## start
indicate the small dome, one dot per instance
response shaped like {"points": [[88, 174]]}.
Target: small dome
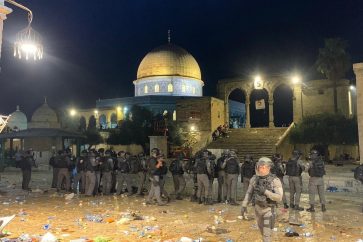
{"points": [[44, 117], [44, 114], [169, 60], [18, 120]]}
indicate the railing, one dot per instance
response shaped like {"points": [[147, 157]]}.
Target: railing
{"points": [[284, 135]]}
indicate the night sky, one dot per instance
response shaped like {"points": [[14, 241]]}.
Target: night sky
{"points": [[93, 47]]}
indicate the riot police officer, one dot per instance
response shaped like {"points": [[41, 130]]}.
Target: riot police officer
{"points": [[90, 166], [247, 171], [154, 170], [231, 167], [203, 169], [278, 170], [294, 168], [177, 171], [222, 184], [142, 173], [106, 168], [80, 177], [63, 163], [265, 190], [123, 174], [316, 172]]}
## end
Write out every line above word for word, leaving out the picture.

indicate the small dome, one dot per instance
response shaped like {"points": [[88, 174]]}.
Target: small dome
{"points": [[44, 117], [44, 114], [169, 60], [18, 120]]}
indicate the railing, one dot per instance
response shaped like {"points": [[147, 157]]}.
Target: railing
{"points": [[284, 135]]}
indicate the night sky, one dot per instance
response shaped like {"points": [[14, 241]]}.
Target: night sky
{"points": [[93, 47]]}
indicate the riot police officer, one dot per instance
response shaped like {"points": [[41, 130]]}.
Target: riot police officer
{"points": [[90, 166], [247, 171], [154, 170], [231, 167], [203, 169], [278, 170], [294, 168], [177, 171], [222, 184], [142, 173], [106, 168], [80, 177], [63, 163], [265, 190], [123, 174], [316, 172]]}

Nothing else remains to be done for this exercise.